◆ **Work task 1**
List every educational institution named in the book excerpt about Laura Hall.

05.A.Descent.Into.Hell.2008 (14 page)

After her junior year at Crosby High School, Carol and Loren moved the family to the even smaller town of Bedias, and enrolled Laura in Allen Academy, a small, conservative, private military school with an enrollment of 350. Like Jennifer when Sharon told her they were moving to Corpus, Laura didn’t take the news happily. “Laura didn’t want to move,” says Jiles. “She was angry at her parents for making her do it.”

The following fall, when Colton Pitonyak graduated with honors and moved to Austin intent on becoming a Wall Street whiz kid, Laura Hall also enrolled at UT, with plans to major in government and dreams of law school, perhaps at Georgetown University in D.C. “I really thought Laura could do it,” says Jiles. “She was smart, had good grades, and Laura was a great debater. She was a natural.”

In Austin, as in Crosby, Laura struck many of those she met as odd or eccentric. She lived in a four-plex on Twenty-sixth Street, in a converted grocery store, filling her tiny apartment with plants and a big fish tank. The car she parked outside was another hand-me-down from her parents, a 1994 green Cadillac Concours.

As a neighbor remembers her, Laura “played the rebellious, isolated chick to a T.” At times, she could be friendly. At other times, she seemed defensive and rude.

By then, Loren and Carol had relocated again, this time to the small Texas Hill Country town of Tarpley, fifty miles northwest of San Antonio, and opened the Caribbean Cowboy RV Resort, a Jimmy Buffet–style trailer community aimed at active seniors. When her parents arrived for visits in an RV, Laura acted embarrassed. Such times, she’d stop the neighbors to explain that her parents owned the RV park, not just lived there.

◆ **The input**
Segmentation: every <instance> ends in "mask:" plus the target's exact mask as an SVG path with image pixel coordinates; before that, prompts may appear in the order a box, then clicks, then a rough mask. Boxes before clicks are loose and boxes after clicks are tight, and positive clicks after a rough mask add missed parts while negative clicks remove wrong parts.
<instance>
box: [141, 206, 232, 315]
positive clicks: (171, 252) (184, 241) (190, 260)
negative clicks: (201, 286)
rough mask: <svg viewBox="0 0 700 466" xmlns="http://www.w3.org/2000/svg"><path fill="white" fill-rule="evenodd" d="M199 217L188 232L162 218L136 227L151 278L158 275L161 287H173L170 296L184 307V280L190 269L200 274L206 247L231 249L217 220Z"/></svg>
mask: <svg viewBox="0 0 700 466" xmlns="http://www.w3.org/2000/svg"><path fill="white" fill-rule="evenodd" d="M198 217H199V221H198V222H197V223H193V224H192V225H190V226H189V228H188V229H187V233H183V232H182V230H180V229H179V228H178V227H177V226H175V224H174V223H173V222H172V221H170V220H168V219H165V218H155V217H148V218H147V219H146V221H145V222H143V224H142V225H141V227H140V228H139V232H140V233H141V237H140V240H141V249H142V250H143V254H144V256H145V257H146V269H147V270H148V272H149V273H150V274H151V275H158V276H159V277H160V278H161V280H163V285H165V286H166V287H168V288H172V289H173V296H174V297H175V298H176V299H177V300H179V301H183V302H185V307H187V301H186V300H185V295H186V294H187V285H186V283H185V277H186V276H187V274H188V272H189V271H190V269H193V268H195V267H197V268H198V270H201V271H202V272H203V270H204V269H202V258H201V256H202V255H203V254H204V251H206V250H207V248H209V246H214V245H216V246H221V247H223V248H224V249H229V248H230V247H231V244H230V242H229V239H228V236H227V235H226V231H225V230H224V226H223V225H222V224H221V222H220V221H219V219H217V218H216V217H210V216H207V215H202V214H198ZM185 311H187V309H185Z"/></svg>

...

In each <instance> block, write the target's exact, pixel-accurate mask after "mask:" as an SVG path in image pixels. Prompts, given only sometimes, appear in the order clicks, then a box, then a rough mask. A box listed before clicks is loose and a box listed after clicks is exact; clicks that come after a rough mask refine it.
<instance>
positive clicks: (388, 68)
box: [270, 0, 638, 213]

* * *

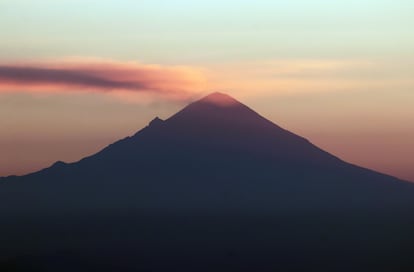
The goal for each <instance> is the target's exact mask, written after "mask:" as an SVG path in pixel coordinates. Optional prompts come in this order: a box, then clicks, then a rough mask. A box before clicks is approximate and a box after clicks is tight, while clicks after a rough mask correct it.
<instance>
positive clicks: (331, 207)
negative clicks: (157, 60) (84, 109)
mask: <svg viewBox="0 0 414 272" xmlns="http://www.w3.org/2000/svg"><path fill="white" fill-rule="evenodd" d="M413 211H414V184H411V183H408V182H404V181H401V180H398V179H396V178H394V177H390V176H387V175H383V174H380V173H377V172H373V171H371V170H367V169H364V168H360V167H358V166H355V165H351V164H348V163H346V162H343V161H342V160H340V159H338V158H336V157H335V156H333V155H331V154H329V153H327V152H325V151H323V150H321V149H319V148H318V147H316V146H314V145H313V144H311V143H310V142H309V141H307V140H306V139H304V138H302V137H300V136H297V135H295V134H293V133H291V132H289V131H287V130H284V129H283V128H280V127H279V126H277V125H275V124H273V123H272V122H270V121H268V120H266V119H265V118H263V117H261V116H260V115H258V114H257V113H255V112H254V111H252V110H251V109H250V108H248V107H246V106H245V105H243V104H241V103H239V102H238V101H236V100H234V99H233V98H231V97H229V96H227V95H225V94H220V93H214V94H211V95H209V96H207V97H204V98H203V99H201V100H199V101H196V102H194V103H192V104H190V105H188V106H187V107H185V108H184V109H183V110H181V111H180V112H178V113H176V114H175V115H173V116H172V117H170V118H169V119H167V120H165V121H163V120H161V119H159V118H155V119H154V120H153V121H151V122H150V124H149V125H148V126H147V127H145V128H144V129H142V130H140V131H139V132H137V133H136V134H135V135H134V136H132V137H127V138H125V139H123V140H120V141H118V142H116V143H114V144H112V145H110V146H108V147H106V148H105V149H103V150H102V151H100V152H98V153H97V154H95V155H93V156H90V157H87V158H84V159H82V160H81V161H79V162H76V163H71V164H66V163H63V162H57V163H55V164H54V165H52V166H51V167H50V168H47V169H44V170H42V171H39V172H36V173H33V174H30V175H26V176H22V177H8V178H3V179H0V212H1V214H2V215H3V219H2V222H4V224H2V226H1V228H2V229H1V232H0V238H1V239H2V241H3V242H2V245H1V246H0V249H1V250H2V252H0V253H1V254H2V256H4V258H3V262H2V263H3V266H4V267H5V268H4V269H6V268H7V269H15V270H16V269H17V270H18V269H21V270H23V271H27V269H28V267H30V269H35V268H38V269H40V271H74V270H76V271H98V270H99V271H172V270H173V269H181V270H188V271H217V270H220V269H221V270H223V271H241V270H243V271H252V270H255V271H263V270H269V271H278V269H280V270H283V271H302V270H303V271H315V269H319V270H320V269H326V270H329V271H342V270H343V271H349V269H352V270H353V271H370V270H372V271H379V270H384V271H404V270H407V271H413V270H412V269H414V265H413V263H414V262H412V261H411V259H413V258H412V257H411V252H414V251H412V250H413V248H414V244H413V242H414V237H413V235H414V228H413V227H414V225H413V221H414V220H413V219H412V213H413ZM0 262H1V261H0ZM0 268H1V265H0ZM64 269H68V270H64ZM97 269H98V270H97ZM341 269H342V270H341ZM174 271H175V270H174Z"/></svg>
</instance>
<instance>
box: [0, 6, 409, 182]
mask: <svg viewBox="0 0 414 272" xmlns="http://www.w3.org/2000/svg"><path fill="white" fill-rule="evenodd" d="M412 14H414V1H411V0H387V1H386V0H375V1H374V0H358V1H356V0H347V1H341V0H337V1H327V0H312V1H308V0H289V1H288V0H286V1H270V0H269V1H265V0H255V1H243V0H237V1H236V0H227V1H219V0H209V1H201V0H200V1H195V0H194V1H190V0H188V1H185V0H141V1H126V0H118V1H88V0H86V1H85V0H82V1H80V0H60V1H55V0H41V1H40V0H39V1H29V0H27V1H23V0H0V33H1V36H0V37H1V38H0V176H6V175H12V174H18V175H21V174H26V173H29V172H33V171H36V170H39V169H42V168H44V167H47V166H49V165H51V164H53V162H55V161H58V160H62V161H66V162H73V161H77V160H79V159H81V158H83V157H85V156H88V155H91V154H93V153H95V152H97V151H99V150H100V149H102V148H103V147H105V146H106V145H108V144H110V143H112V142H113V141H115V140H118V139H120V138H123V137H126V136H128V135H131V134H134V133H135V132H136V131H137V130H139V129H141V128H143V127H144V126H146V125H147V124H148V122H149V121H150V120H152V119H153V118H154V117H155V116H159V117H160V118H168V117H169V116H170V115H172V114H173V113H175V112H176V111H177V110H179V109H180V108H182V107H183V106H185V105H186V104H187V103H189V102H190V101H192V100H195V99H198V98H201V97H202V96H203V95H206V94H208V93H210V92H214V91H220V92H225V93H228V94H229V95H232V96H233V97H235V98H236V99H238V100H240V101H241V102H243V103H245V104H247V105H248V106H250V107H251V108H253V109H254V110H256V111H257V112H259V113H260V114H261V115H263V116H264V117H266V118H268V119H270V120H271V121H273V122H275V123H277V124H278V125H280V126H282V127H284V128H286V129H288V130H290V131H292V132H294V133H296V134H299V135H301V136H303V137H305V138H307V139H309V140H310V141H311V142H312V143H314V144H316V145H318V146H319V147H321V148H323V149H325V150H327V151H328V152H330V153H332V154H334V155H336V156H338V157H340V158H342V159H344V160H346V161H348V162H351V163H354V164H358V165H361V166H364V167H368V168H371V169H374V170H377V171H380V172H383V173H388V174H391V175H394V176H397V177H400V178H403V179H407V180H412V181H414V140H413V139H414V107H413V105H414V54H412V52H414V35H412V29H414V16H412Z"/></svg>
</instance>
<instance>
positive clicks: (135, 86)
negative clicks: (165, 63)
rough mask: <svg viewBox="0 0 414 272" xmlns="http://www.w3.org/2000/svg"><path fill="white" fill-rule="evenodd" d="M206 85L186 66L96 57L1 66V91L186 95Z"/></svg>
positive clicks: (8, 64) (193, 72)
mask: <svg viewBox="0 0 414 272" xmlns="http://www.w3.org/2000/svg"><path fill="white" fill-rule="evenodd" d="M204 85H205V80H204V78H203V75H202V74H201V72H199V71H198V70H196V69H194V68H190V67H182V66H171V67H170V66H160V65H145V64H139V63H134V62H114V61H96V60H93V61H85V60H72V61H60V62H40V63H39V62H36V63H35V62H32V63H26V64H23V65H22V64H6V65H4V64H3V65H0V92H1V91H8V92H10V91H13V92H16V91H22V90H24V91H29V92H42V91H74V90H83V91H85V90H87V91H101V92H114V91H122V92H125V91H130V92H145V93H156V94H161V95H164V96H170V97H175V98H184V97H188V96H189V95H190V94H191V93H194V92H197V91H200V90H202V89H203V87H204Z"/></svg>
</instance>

◆ **Work task 2**
From the listing, copy out the lines verbatim, starting with the line that contains "In each <instance>" and going on through the line that contains "box: [270, 0, 638, 213]".

◆ **Worked solution 1**
- Crosby High School
- Allen Academy
- UT
- Georgetown University

◆ **Worked solution 2**
In each <instance> block, write the target's exact, pixel-accurate mask after "mask:" as an SVG path in image pixels. Prompts, given only sometimes, appear in the order clicks, then a box, then a rough mask. A box listed before clicks is loose and a box listed after clicks is exact; clicks that come after a rough mask refine it.
<instance>
positive clicks: (388, 68)
box: [270, 0, 638, 213]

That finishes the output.